Kommunalwahl in Haar:Rotes Haar in Wallung

Haar, Rathaus

Wer wird die nächsten sechs Jahre Chef im Haarer Rathaus sein?

(Foto: Angelika Bardehle)

Bürgermeisterin Gabriele Müller und die SPD sehen sich mit der Möglichkeit konfrontiert, dass CSU-Kandidat Andreas Bukowski die Stichwahl gewinnt. Der 40-Jährige stellt schon mal ein 100-Tage-Programm vor.

Von Bernhard Lohr, Haar

Die CSU wittert in Haar die Chance, bei der Stichwahl am Sonntag das Bürgermeisteramt zu übernehmen. Ihr Kandidat Andreas Bukowski, 40, hat ein 100-Tage-Programm vorgelegt, um im Amt schnell neue Akzente zu setzen. So will er unter anderem einen neuen Standort für den Schulcampus für FOS, BOS und Realschule finden. Bürgermeisterin Gabriele Müller (SPD), 60, kontert diese Herausforderung mit ihrer Erfahrung als Verwaltungschefin und ihren jüngst erworbenen Meriten als Krisenmanagerin in der Corona-Pandemie. Vor allem will sie den seit Jahrzehnten von der SPD geprägten Haarer Kurs fortführen.

Manche hatten vor dem ersten Wahlgang am 15. März bereits gemutmaßt, dass es dieses Mal für die SPD schwer werden würde, in Haar ihre Vormachtstellung zu behaupten. Sie behielten recht, obwohl selbst kritische Stimmen einräumen, dass Bürgermeisterin Müller einen guten Job macht. Im Jugendstilpark wird gebaut, das neue Seniorenzentrum und das Wohnen mit Service sind bezogen. Es wurde ein Gewerbeentwicklungsplan auf den Weg gebracht, ein Einzelhandelskonzept verabschiedet, eine FOS angesiedelt und ein Standort für den Schulcampus definiert; zudem wird eine Grundschule als Lernhaus samt Dreifachturnhalle errichtet. Der Bahnhofsbereich wurde umgestaltet und Kommunalwohnungen entstanden. Die Beziehungen zum Bezirk sind so gut wie nie. Das Zamma-Kulturfestival brachte die Haarer zusammen. Als Zeichen dafür, dass es ihr um mehr geht als um das Tagesgeschäft, setzte Müller zu Beginn ihrer Amtszeit eine Ausstellung samt Veranstaltungsreihe an, die die Ermordung von Psychiatriepatienten in der NS-Zeit in Haar ins Bewusstsein rufen sollte.

[Einträge im Datensatz]
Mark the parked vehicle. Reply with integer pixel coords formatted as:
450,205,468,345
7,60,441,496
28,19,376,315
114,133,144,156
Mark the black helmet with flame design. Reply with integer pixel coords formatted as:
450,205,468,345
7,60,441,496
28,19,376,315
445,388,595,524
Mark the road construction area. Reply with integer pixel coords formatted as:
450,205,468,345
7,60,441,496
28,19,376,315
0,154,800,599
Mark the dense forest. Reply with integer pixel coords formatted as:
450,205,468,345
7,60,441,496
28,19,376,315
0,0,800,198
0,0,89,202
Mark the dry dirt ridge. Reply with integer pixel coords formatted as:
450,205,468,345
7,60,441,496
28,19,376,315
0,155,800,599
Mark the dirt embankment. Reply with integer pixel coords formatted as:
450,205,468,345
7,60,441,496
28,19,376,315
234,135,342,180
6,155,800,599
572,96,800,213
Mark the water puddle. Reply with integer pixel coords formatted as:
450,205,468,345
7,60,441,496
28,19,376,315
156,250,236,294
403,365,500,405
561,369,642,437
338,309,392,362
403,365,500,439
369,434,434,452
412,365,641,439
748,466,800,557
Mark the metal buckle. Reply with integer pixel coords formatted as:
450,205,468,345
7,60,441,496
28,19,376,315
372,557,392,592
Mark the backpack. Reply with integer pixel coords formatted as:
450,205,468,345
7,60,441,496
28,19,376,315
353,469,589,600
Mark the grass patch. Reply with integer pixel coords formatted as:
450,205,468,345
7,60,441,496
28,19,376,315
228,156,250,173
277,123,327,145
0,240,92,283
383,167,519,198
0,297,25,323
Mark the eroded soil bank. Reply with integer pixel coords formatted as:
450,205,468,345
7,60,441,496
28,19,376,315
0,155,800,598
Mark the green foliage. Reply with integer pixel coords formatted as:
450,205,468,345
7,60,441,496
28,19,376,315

> [Material erkunden]:
[1] An welchem Tag fand laut dem Artikel zur Kommunalwahl in Haar der erste Wahlgang statt?
[2] Schreiben Sie den Artikel zur Kommunalwahl in Haar ab dem letzten Satz weiter.

> [Antworten im Einzelnen]:
[1] Am 15. März.

[2]
Kommunalwahl in Haar: Amtierende Bürgermeisterin von Haar: Gabriele Müller (SPD).

Amtierende Bürgermeisterin von Haar: Gabriele Müller (SPD).

(Foto: Claus Schunk)

Die Liste ist lang und nicht abgeschlossen. Vieles wurde mit der CSU beschlossen. Aber einiges wurde auch trotz der CSU auf den Weg gebracht. Es dauerte lange, bis die Christsozialen ihre Niederlage von 2014 gegen Müller nach der Ära von deren SPD-Vorgänger Helmut Dworzak verwunden hatten. Vor allem bei der Ortsentwicklung, beim Umweltschutz und im Sozialen führte Müller Dworzaks Kurs fort. Die Grünen standen dabei in der Regel an ihrer Seite.

Die Grünen hatten in Müller oft den einzig möglichen Partner

Kommunalwahl in Haar: Mit einem hauchdünnen Vorsprung tritt Andreas Bukowski (CSU) die Stichwahl an.

Mit einem hauchdünnen Vorsprung tritt Andreas Bukowski (CSU) die Stichwahl an.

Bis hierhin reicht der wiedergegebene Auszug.